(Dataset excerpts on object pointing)
────────────────
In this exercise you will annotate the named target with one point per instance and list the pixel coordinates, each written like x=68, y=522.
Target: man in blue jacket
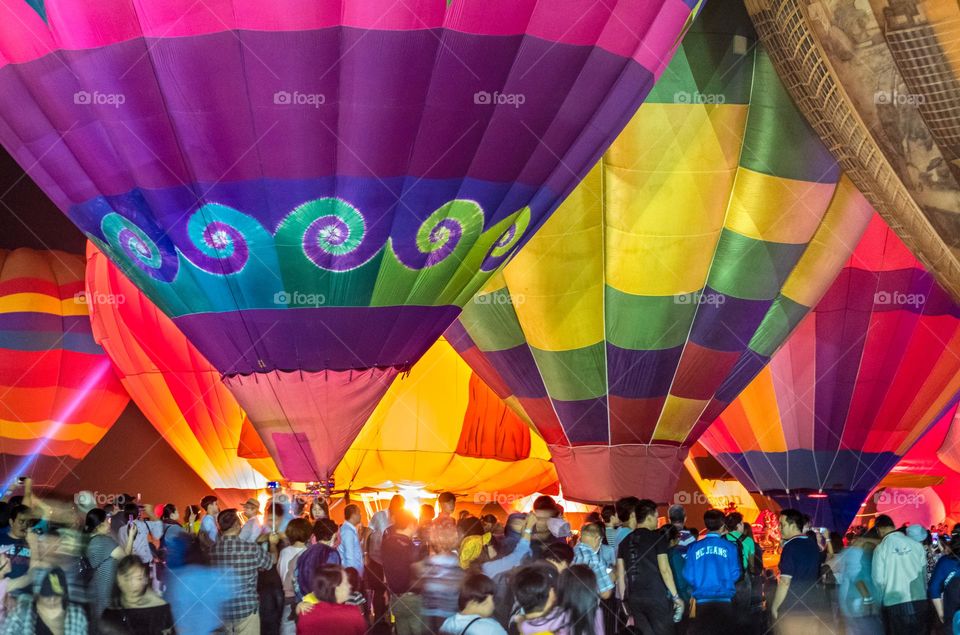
x=712, y=569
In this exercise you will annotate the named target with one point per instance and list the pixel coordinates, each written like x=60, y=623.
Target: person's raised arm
x=621, y=578
x=493, y=568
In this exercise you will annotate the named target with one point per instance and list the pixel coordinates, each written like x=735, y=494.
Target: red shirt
x=324, y=618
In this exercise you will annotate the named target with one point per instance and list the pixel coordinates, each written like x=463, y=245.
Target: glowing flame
x=93, y=380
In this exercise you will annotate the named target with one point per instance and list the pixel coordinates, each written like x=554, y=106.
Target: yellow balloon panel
x=411, y=439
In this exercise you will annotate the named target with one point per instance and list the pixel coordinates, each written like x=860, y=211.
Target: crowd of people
x=136, y=568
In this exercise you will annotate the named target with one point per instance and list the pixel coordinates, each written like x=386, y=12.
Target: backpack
x=951, y=595
x=743, y=587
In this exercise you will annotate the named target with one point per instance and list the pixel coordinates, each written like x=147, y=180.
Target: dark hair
x=131, y=509
x=645, y=508
x=427, y=512
x=326, y=579
x=95, y=517
x=793, y=516
x=403, y=520
x=126, y=564
x=713, y=519
x=732, y=520
x=626, y=507
x=593, y=529
x=672, y=532
x=299, y=530
x=544, y=503
x=324, y=529
x=578, y=599
x=17, y=510
x=558, y=551
x=447, y=497
x=676, y=514
x=531, y=586
x=470, y=526
x=228, y=519
x=476, y=587
x=395, y=507
x=607, y=512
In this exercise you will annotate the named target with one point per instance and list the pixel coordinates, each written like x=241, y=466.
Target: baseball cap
x=54, y=583
x=558, y=527
x=917, y=532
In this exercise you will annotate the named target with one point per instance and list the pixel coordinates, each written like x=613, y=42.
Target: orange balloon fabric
x=491, y=430
x=177, y=389
x=414, y=438
x=58, y=391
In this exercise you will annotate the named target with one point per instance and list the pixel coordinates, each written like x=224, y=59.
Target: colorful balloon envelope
x=442, y=429
x=862, y=378
x=311, y=190
x=926, y=476
x=177, y=389
x=880, y=81
x=58, y=391
x=683, y=260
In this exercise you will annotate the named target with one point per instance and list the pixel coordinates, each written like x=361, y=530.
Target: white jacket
x=900, y=569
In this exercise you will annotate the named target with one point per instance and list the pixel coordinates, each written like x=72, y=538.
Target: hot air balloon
x=863, y=376
x=58, y=391
x=173, y=385
x=879, y=82
x=922, y=483
x=435, y=430
x=312, y=190
x=683, y=260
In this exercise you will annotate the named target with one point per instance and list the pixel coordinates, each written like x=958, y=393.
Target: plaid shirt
x=23, y=619
x=244, y=560
x=583, y=554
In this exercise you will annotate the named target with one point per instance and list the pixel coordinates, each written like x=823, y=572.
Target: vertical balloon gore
x=312, y=190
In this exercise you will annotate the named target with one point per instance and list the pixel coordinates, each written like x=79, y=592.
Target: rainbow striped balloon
x=170, y=381
x=312, y=190
x=58, y=391
x=664, y=283
x=874, y=366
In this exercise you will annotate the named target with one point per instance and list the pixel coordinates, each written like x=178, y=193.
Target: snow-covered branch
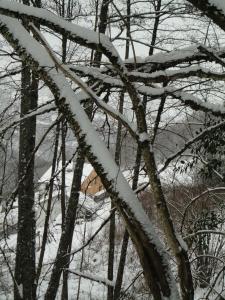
x=152, y=255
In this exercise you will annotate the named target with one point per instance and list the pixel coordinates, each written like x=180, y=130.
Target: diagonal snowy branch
x=150, y=250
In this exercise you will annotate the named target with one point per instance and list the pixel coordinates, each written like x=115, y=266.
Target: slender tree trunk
x=49, y=204
x=64, y=295
x=61, y=260
x=25, y=252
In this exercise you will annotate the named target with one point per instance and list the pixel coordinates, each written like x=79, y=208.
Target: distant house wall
x=92, y=184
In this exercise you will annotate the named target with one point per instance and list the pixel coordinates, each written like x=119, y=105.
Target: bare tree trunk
x=25, y=287
x=61, y=260
x=64, y=295
x=49, y=203
x=25, y=252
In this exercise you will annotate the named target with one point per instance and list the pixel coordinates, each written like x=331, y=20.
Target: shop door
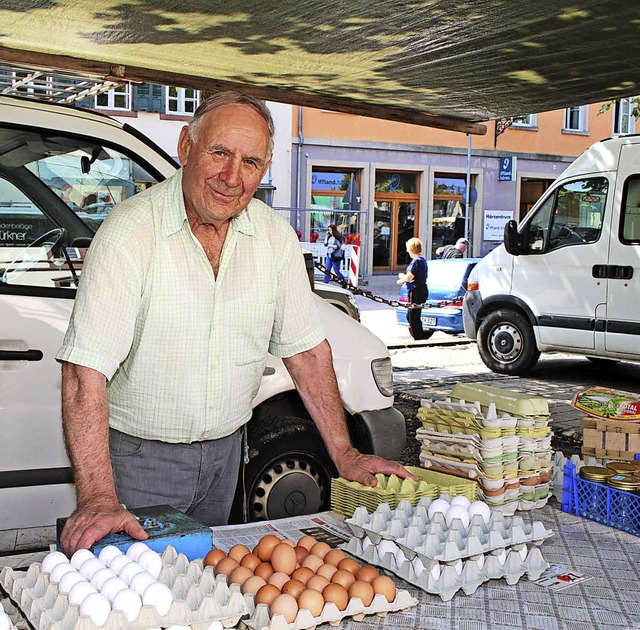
x=394, y=223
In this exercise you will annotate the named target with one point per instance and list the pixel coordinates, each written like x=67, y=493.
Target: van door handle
x=21, y=355
x=613, y=272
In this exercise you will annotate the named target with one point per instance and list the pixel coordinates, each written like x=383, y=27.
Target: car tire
x=506, y=343
x=288, y=474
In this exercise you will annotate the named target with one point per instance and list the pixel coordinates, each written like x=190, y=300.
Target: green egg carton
x=346, y=496
x=506, y=401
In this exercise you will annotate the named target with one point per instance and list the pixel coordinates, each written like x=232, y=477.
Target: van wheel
x=288, y=474
x=506, y=343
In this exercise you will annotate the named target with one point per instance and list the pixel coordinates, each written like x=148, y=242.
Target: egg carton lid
x=205, y=599
x=467, y=575
x=259, y=618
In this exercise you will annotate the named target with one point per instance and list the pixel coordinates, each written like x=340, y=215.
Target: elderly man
x=160, y=364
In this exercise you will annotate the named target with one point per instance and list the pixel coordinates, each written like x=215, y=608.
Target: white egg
x=79, y=591
x=128, y=602
x=97, y=607
x=151, y=562
x=461, y=501
x=108, y=553
x=481, y=508
x=112, y=587
x=118, y=563
x=80, y=557
x=101, y=576
x=140, y=581
x=439, y=505
x=58, y=571
x=457, y=512
x=136, y=550
x=52, y=560
x=89, y=567
x=129, y=571
x=159, y=596
x=68, y=581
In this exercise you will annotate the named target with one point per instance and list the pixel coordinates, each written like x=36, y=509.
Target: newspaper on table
x=326, y=527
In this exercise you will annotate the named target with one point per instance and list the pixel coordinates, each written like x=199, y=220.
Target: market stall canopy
x=431, y=62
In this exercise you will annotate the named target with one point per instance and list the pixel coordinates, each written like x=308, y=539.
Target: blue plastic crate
x=599, y=502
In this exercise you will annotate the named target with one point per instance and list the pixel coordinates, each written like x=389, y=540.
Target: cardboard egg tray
x=199, y=599
x=346, y=496
x=441, y=559
x=259, y=618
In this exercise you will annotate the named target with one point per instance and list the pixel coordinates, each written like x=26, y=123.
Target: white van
x=61, y=170
x=568, y=277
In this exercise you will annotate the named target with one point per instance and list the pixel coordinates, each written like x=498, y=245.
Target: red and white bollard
x=354, y=265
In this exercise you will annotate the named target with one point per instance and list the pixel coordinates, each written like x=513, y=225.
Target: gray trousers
x=198, y=479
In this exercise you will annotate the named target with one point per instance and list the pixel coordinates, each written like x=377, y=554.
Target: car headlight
x=382, y=371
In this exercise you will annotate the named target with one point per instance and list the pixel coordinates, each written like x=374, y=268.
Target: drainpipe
x=299, y=168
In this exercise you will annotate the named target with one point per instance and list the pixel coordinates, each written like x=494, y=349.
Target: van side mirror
x=511, y=240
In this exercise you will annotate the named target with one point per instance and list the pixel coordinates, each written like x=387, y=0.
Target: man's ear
x=184, y=145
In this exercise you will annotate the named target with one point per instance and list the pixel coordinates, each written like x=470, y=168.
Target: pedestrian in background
x=453, y=251
x=415, y=278
x=335, y=252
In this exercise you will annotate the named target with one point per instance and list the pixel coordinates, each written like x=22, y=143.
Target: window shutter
x=148, y=97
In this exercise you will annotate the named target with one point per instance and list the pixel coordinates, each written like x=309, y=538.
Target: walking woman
x=415, y=277
x=335, y=252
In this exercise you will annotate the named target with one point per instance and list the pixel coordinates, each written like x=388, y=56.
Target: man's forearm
x=85, y=420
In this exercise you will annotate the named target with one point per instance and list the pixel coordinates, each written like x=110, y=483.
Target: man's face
x=224, y=163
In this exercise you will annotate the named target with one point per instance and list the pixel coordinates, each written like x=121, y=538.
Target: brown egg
x=336, y=594
x=302, y=574
x=239, y=575
x=312, y=562
x=264, y=570
x=349, y=564
x=367, y=574
x=307, y=542
x=225, y=566
x=301, y=553
x=385, y=586
x=312, y=601
x=293, y=587
x=285, y=605
x=317, y=583
x=326, y=570
x=343, y=577
x=363, y=591
x=251, y=561
x=266, y=594
x=265, y=547
x=252, y=585
x=237, y=552
x=278, y=579
x=320, y=550
x=283, y=558
x=213, y=557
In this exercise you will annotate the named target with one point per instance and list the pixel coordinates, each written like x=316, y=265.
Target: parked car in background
x=447, y=284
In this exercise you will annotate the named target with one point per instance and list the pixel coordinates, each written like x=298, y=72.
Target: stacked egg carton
x=259, y=618
x=346, y=495
x=181, y=593
x=509, y=454
x=442, y=556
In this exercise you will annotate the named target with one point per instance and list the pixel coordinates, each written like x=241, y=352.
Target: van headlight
x=382, y=371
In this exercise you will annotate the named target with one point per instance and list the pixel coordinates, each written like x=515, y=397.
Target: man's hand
x=92, y=522
x=355, y=466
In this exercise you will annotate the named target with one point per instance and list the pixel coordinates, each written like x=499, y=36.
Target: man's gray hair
x=231, y=98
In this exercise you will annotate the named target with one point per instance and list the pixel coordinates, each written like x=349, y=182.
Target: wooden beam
x=115, y=72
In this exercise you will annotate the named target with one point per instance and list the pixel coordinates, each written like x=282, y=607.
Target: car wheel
x=506, y=343
x=288, y=474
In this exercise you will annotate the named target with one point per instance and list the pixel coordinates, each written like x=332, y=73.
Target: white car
x=61, y=170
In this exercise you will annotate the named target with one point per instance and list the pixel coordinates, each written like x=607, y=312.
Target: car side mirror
x=511, y=240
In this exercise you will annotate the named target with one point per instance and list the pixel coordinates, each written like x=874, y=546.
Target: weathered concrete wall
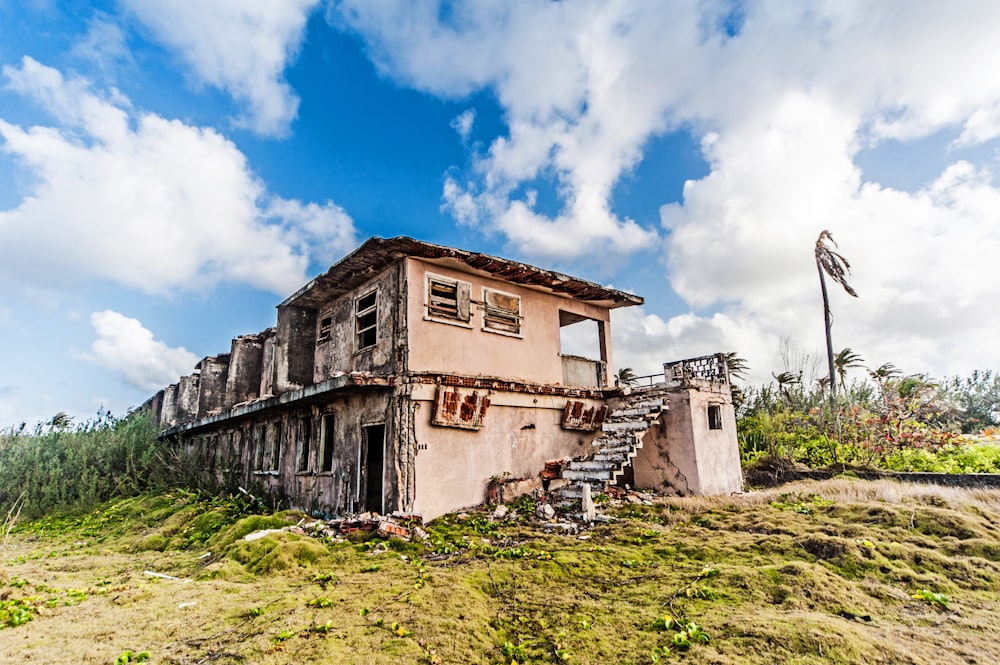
x=681, y=453
x=265, y=452
x=582, y=372
x=267, y=365
x=187, y=398
x=466, y=348
x=168, y=416
x=243, y=379
x=156, y=406
x=339, y=352
x=293, y=349
x=214, y=371
x=521, y=433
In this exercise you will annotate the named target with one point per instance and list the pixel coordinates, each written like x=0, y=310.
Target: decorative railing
x=709, y=368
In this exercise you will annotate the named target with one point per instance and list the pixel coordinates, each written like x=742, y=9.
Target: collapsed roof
x=376, y=254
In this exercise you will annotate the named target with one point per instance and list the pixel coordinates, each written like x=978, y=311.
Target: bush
x=78, y=468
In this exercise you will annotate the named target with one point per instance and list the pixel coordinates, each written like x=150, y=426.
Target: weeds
x=938, y=600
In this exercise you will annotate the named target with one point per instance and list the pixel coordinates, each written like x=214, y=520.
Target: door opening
x=373, y=456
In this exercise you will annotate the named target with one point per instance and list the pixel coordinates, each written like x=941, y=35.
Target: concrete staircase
x=621, y=438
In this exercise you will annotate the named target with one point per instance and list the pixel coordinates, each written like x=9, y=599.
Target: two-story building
x=404, y=378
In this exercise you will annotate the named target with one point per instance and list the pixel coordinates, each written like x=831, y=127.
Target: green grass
x=843, y=571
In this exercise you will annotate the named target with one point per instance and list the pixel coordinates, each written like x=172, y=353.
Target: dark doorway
x=373, y=459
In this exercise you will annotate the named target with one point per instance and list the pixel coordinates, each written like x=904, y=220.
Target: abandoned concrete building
x=412, y=376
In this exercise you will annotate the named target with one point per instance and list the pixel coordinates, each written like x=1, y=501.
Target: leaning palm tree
x=786, y=382
x=626, y=376
x=829, y=262
x=736, y=366
x=844, y=361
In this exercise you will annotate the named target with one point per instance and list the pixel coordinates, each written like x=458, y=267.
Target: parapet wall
x=219, y=382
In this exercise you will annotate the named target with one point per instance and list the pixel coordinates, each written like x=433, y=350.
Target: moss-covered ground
x=843, y=571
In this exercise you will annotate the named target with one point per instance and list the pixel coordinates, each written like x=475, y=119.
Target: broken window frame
x=304, y=435
x=276, y=445
x=442, y=309
x=501, y=320
x=366, y=321
x=260, y=448
x=324, y=331
x=326, y=444
x=714, y=414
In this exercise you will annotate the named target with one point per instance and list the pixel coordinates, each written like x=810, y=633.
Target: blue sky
x=169, y=171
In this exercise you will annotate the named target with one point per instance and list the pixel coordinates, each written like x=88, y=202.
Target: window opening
x=501, y=312
x=325, y=329
x=373, y=457
x=714, y=416
x=259, y=448
x=448, y=298
x=326, y=449
x=579, y=337
x=366, y=327
x=305, y=433
x=276, y=447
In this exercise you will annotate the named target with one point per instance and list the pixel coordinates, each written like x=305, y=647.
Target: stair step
x=613, y=450
x=627, y=426
x=639, y=409
x=587, y=465
x=587, y=474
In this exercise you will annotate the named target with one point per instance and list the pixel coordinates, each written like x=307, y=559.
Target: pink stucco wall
x=471, y=350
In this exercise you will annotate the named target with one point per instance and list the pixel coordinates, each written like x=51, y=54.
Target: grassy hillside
x=843, y=571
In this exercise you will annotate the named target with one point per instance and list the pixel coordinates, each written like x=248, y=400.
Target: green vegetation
x=60, y=467
x=843, y=571
x=891, y=421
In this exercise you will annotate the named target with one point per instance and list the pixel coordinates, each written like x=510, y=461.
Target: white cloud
x=782, y=109
x=152, y=203
x=126, y=347
x=240, y=46
x=463, y=122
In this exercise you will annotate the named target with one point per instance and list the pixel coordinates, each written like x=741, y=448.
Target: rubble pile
x=548, y=512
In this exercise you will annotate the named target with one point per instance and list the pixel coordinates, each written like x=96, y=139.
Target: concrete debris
x=257, y=535
x=587, y=504
x=545, y=511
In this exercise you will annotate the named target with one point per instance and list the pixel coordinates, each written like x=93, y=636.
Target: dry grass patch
x=807, y=573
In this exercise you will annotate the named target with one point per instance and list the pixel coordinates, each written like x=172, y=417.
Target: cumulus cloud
────────────────
§ **Task brief**:
Turn the data from the line containing "like x=26, y=123." through the line containing "x=184, y=145", both included, into a JSON list of strings with one string per line and blank lines left out. Include no lines outside that stretch.

§ **Exercise solution**:
[
  "In this exercise you will annotate the named target with one point per instance and list the pixel coordinates, each written like x=26, y=123.",
  "Target: white van",
  "x=61, y=170",
  "x=568, y=277",
  "In this exercise you will annotate the named target with one point per instance and list the pixel coordinates, each written like x=498, y=245.",
  "Target: red and white bollard",
  "x=354, y=265",
  "In this exercise you will annotate the named target with one point per instance and list the pixel coordinates, each written like x=513, y=225.",
  "Target: gray trousers",
  "x=198, y=479",
  "In this exercise you will annotate the named target with one point per instance and list the pixel coordinates, each written like x=377, y=554.",
  "Target: car headlight",
  "x=382, y=371",
  "In this exercise you will annotate the named target with one point per instance and list the pixel coordinates, each written like x=374, y=268.",
  "Target: drainpipe",
  "x=299, y=168",
  "In this exercise you will annotate the named target with one point per instance and list the pixel coordinates, each written like x=494, y=349.",
  "Target: van side mirror",
  "x=511, y=240",
  "In this exercise you will annotate the named target with one point per instance and list the pixel coordinates, each written like x=387, y=0.",
  "Target: man's ear",
  "x=184, y=145"
]